• **DESCRIPTION OF THE TASK**:
Please pull out each line of the entries below that contains the word "window", copying every such line in full.

• **DATA IN THIS EXERCISE**:
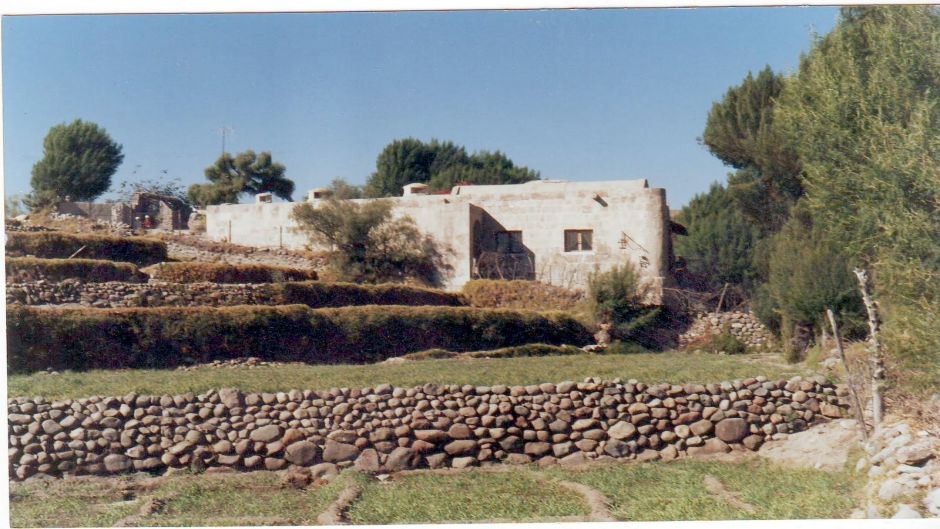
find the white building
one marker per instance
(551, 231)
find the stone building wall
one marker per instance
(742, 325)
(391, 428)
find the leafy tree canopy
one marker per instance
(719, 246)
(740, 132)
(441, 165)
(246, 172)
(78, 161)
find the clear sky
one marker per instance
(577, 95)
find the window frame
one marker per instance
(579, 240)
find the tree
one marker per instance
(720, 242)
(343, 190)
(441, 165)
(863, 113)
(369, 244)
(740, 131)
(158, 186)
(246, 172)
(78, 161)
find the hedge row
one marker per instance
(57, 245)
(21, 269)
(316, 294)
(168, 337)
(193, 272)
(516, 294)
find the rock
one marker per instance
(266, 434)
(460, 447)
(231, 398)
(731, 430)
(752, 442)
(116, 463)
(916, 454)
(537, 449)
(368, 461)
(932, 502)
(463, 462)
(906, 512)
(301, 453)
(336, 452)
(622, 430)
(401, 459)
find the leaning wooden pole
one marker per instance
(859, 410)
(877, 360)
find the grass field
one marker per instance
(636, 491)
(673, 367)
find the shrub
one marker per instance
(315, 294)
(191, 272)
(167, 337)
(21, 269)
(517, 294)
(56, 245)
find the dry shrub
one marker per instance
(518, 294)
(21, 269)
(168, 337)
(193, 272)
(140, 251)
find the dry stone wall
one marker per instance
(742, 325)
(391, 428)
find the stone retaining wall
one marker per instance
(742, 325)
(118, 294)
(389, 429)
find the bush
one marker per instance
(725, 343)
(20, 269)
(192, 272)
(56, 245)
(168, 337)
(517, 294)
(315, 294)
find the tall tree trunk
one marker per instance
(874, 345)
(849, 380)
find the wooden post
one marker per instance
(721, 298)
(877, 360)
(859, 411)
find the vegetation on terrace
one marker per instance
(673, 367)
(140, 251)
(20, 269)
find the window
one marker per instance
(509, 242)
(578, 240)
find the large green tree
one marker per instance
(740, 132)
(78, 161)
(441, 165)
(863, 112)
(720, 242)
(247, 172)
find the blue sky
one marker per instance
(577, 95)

---

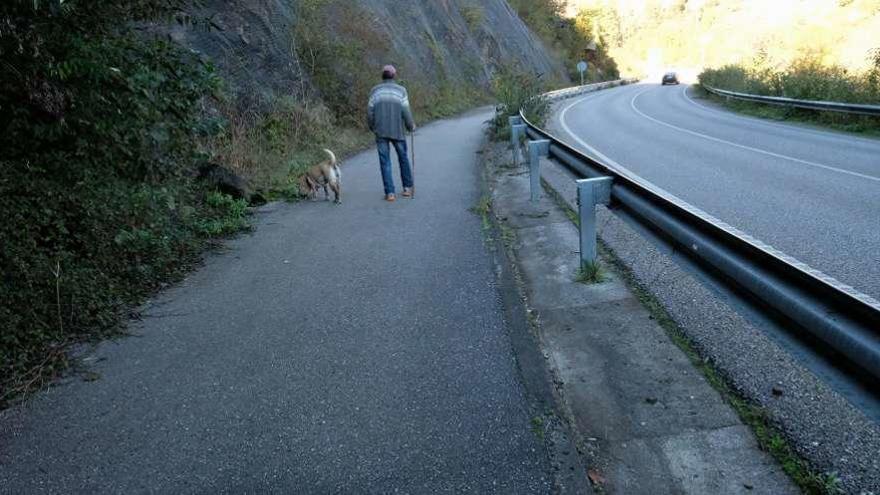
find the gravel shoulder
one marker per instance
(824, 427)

• **WRITTEN SOLUTION**:
find the window frame
find the window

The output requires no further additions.